**DOCUMENT EXCERPT**
-- Start --

Complex number inequalities

Question

I got the following question below :

I tried and got this as the region , is this correct ?

Answer 1

Yes, although you're scale could be better since the region is circular, not elliptical.

Also, the line at $5/6\pi$ would be closer to the negative $x$ axis since it is $2/3$ past the half way mark, I.e. past the imaginary axis. Perhaps you could work out the equation of that line and write it next to the line, or mark out a point that line passes through, or simply show the angle on the diagram, e.g. $1/6\pi$ from the negative $x$ axis.

Just something to note: Presumably the argument is the principle argument, and you've been told in class which orientation this takes, e.g. angles go anti clockwise from the positive $x$ axis, as is implied from your drawing.

Computing Cartesian Equation

In answer to your comment, you can compute the Cartesian equation.

$$|z-1|\leq 2\implies|x-1+iy|\leq 2\implies(x-1)^2+y^2\leq 4,$$

which corresponds to the circle centred at $1+0i$.

The line goes through the origin $(0, 0)$ and is inclined at $\pi/6$ to the negative $x$-axis, so using basic trigonometry you can obtain another point on the line $(-2\cos(\pi/6),2\sin(\pi/6)=(-\sqrt{3},1)$, where I've just scaled by a factor of 2 to remove fractions. You can use e.g. $y=mx+c$ (or better) to obtain an equation of the line from these two points !

-- End --

**REQUIRED WORK**
In the complex number inequalities thread, at what point is the circle given by |z − 1| ≤ 2 centered? Rely only on the complex number inequalities thread for your response.

**DATASET RECORDS**
-- Start --

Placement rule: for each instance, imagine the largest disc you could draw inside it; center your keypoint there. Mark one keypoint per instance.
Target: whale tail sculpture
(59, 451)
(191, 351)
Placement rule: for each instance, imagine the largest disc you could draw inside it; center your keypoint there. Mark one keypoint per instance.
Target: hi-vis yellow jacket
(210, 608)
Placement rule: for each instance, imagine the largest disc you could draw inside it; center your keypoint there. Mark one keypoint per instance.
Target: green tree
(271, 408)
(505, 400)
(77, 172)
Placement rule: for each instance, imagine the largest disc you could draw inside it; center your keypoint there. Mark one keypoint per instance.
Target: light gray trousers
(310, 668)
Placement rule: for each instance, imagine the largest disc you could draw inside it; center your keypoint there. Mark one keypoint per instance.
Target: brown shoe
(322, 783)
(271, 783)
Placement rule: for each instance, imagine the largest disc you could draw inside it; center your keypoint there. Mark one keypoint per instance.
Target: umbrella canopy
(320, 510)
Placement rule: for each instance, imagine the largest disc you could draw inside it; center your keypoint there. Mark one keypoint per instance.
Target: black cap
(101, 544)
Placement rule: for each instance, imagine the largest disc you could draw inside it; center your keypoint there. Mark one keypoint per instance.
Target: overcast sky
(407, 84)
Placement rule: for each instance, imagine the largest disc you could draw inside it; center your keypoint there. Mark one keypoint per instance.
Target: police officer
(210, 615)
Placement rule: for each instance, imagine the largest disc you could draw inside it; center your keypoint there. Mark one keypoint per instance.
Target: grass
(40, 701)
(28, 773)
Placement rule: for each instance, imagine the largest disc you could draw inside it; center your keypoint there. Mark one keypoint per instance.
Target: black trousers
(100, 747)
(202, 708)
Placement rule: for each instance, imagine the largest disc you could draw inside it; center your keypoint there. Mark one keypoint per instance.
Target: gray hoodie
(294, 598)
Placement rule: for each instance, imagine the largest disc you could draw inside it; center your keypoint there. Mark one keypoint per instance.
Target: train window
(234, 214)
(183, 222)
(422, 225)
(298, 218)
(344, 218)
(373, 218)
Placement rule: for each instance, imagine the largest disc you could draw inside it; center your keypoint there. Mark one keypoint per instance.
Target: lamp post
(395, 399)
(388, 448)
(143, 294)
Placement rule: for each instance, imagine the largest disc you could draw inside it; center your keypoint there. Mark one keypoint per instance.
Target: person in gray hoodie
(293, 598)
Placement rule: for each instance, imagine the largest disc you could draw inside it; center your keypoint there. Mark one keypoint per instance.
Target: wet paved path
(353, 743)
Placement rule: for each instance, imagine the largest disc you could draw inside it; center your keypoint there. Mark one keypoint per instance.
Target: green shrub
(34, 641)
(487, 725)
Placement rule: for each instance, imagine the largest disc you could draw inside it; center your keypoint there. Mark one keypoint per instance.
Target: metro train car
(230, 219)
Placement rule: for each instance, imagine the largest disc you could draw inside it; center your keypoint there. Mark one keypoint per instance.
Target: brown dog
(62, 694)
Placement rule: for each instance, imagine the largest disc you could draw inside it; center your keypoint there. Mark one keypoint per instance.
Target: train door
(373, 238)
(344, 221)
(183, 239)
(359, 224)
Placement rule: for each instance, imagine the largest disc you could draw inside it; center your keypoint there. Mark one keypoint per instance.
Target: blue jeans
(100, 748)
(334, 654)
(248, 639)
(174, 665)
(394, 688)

-- End --
-- Start --

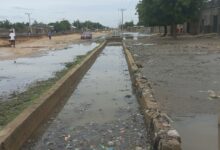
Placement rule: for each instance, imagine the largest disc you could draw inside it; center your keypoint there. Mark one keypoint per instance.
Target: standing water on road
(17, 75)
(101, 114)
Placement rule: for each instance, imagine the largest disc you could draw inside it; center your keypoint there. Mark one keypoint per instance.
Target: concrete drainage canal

-- End --

**RESPONSE**
It is centered at 1 + 0i.